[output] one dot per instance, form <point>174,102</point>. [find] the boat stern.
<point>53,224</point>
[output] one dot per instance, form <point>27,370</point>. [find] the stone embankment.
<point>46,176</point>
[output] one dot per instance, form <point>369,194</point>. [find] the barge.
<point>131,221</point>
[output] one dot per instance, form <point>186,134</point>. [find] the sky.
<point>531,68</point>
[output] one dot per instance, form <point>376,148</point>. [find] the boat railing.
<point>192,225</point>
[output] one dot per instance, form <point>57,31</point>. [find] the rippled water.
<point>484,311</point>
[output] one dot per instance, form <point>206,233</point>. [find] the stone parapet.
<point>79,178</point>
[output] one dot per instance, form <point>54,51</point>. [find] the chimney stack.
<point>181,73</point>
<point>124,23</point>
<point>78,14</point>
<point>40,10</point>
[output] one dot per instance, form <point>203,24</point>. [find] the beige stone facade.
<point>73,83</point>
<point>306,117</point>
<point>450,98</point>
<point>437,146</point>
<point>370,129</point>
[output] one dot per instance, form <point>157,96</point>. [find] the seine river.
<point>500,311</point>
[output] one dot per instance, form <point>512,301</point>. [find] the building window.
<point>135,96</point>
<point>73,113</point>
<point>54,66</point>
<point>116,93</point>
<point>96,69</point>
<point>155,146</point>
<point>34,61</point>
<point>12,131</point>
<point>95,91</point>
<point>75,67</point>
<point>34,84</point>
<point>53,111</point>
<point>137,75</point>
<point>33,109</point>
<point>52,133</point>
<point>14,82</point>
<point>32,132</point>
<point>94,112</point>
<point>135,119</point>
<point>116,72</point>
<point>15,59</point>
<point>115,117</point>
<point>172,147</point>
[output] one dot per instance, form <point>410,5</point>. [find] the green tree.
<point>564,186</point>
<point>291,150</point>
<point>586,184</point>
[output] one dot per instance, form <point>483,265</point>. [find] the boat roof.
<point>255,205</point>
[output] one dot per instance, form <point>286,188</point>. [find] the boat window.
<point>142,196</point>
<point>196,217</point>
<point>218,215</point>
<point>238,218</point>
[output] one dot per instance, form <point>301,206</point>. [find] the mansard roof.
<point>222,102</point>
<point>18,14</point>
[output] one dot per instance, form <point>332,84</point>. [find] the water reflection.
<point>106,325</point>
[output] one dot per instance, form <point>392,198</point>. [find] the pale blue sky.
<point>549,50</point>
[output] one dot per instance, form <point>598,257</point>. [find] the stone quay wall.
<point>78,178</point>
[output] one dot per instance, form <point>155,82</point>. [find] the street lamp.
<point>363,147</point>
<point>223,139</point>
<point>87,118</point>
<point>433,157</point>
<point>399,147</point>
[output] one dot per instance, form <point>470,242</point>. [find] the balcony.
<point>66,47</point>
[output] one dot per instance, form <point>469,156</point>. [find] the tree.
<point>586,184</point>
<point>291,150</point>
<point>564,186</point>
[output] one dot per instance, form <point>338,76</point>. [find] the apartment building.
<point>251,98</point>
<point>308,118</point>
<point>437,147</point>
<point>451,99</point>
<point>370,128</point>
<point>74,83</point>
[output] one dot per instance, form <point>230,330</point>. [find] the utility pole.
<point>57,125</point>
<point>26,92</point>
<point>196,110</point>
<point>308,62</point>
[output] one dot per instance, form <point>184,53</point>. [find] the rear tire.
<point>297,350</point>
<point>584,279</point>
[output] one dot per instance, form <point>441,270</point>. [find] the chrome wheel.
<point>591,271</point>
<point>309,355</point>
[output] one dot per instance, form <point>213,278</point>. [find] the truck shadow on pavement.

• EXERCISE DIRECTIONS:
Would you restate the entries word for word, omitting none?

• SOLUTION FOR THIS EXERCISE:
[output] one dot per instance, form <point>174,102</point>. [find] the boat stern.
<point>53,224</point>
[output] one dot per instance, form <point>27,370</point>. [find] the stone embankment.
<point>46,176</point>
[output] one dot per instance, form <point>369,194</point>. [find] the barge.
<point>131,221</point>
[output] one dot per instance, form <point>186,134</point>. [find] the sky.
<point>531,68</point>
[output] one dot per instance, form <point>376,148</point>. [find] the boat railing.
<point>192,225</point>
[output] one dot per instance, form <point>57,31</point>. [find] the rippled water.
<point>484,311</point>
[output] one dot per instance, form <point>206,233</point>. [find] the stone parapet.
<point>79,178</point>
[output] one dot per instance, form <point>54,51</point>. [find] the chimney stack.
<point>181,73</point>
<point>124,23</point>
<point>78,14</point>
<point>40,10</point>
[output] one dot per instance, form <point>203,24</point>. [find] the beige stone facade.
<point>73,83</point>
<point>306,117</point>
<point>450,98</point>
<point>437,146</point>
<point>370,129</point>
[output] one dot per instance, form <point>157,96</point>. [find] the seine river.
<point>500,311</point>
[output] one dot per instance, form <point>512,301</point>. [find] the building window.
<point>135,96</point>
<point>73,113</point>
<point>54,66</point>
<point>116,93</point>
<point>96,69</point>
<point>155,146</point>
<point>34,61</point>
<point>12,131</point>
<point>95,91</point>
<point>75,67</point>
<point>34,84</point>
<point>53,111</point>
<point>137,75</point>
<point>33,109</point>
<point>52,133</point>
<point>14,82</point>
<point>32,132</point>
<point>94,112</point>
<point>135,119</point>
<point>116,72</point>
<point>15,59</point>
<point>115,117</point>
<point>172,147</point>
[output] one dot per instance, form <point>410,5</point>. [find] the green tree.
<point>564,186</point>
<point>291,150</point>
<point>586,184</point>
[output] one dot per instance, form <point>483,265</point>. [find] the boat roof.
<point>255,205</point>
[output] one dot per instance, form <point>286,188</point>. [find] the boat window.
<point>142,196</point>
<point>196,217</point>
<point>218,215</point>
<point>238,218</point>
[output] one dot per instance, form <point>301,206</point>. [find] the mansard roof.
<point>222,102</point>
<point>18,14</point>
[output] one dot per instance, form <point>332,84</point>. [find] the water reflection.
<point>106,325</point>
[output] one dot per instance, form <point>392,198</point>. [find] the pale blue sky.
<point>549,50</point>
[output] one dot per instance, form <point>598,257</point>. [find] the stone quay wall.
<point>78,178</point>
[output] one dot per instance, form <point>155,82</point>. [find] the street lamp.
<point>363,147</point>
<point>223,139</point>
<point>87,118</point>
<point>433,157</point>
<point>399,147</point>
[output] one dot per instance, form <point>470,242</point>. [find] the balcony.
<point>66,47</point>
[output] one dot per instance, form <point>469,156</point>. [find] the tree.
<point>586,184</point>
<point>291,150</point>
<point>564,186</point>
[output] one dot per instance, form <point>338,76</point>. [find] the apartment building.
<point>251,98</point>
<point>308,118</point>
<point>437,147</point>
<point>451,99</point>
<point>370,128</point>
<point>74,83</point>
[output] one dot per instance, form <point>230,330</point>. [find] the utility pole.
<point>57,125</point>
<point>26,92</point>
<point>196,110</point>
<point>308,62</point>
[output] one dot per instance, form <point>184,53</point>. [find] the rear tire.
<point>297,350</point>
<point>584,279</point>
[output] one dot per instance, form <point>441,270</point>. [find] the chrome wheel.
<point>591,271</point>
<point>309,355</point>
[output] one dot per instance, form <point>213,278</point>. [find] the truck shadow on pavement.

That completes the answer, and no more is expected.